**Task to complete:** Check the entries below for lines with "green"; report only how many there are.

[[ Exercise input open ]]

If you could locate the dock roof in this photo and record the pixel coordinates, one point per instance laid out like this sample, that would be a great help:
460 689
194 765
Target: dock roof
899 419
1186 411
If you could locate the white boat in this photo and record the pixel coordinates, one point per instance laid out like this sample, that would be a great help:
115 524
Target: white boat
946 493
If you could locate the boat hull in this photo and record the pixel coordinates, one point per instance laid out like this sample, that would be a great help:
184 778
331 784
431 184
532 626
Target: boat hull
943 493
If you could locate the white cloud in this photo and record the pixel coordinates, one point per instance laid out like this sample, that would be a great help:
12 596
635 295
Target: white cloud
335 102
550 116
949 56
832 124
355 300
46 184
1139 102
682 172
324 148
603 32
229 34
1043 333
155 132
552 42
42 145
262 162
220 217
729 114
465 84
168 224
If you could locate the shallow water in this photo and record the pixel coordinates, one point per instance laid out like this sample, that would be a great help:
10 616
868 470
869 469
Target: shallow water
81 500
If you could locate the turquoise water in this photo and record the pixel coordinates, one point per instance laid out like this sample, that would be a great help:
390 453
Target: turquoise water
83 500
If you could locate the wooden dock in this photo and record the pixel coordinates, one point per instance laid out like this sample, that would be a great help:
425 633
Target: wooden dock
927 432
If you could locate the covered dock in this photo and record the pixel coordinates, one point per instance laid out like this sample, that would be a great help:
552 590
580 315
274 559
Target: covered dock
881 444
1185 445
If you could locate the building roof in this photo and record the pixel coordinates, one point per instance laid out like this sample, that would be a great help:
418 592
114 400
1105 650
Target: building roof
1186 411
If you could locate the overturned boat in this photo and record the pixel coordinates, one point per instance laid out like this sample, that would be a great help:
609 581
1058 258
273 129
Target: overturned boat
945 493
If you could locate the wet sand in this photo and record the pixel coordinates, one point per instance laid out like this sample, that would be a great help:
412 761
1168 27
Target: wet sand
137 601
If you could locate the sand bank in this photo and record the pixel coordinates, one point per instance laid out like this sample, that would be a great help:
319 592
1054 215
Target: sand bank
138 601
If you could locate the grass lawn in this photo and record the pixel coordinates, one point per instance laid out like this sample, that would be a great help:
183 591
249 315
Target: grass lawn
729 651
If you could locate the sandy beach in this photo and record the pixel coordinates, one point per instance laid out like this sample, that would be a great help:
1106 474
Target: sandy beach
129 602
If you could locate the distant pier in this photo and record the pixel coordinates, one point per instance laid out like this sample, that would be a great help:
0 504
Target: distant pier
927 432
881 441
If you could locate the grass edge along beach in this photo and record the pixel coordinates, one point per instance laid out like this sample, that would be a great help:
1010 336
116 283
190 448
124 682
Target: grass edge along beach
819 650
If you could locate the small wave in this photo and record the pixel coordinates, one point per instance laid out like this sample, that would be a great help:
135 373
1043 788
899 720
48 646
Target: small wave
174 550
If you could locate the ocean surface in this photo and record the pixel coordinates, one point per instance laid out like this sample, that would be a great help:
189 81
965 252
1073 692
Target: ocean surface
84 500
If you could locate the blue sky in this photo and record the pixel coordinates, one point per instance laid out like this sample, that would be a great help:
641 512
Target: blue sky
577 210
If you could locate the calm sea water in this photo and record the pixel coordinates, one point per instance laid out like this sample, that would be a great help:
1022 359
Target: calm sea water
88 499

[[ Exercise input closed ]]
[[ Exercise input open ]]

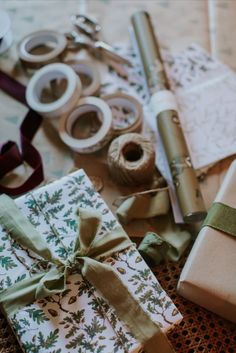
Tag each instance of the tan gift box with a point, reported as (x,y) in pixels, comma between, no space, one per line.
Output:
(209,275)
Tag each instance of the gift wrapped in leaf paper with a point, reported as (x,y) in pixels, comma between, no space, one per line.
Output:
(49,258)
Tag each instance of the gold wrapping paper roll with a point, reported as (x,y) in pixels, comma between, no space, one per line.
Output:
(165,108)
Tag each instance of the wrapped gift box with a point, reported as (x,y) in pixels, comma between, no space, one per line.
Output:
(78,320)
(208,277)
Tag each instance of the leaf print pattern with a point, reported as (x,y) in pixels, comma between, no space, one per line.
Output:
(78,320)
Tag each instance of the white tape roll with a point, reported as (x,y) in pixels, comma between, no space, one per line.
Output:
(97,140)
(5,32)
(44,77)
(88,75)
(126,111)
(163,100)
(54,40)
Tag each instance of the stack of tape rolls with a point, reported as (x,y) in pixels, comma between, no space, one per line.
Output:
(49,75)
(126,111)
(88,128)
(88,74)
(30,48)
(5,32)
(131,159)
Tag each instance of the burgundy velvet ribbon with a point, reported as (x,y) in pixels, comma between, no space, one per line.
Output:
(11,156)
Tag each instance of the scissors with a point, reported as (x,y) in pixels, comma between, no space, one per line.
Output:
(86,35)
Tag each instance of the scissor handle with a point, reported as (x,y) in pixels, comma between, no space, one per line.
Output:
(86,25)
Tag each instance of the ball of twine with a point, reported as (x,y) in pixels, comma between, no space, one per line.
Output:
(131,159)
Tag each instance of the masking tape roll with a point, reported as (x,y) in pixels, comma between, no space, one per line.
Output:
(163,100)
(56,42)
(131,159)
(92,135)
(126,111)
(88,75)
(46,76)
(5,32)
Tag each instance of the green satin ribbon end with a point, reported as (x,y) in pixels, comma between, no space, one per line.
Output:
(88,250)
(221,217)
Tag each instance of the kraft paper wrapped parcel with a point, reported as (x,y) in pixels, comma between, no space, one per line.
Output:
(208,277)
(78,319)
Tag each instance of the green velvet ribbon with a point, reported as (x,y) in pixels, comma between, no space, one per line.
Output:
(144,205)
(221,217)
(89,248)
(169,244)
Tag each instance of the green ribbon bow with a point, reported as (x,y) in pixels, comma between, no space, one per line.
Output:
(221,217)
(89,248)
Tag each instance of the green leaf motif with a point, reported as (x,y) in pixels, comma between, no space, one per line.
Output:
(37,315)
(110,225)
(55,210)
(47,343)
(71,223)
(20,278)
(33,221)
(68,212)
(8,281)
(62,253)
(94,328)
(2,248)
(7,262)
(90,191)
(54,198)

[[ Exercise input closed ]]

**Exercise response:** 4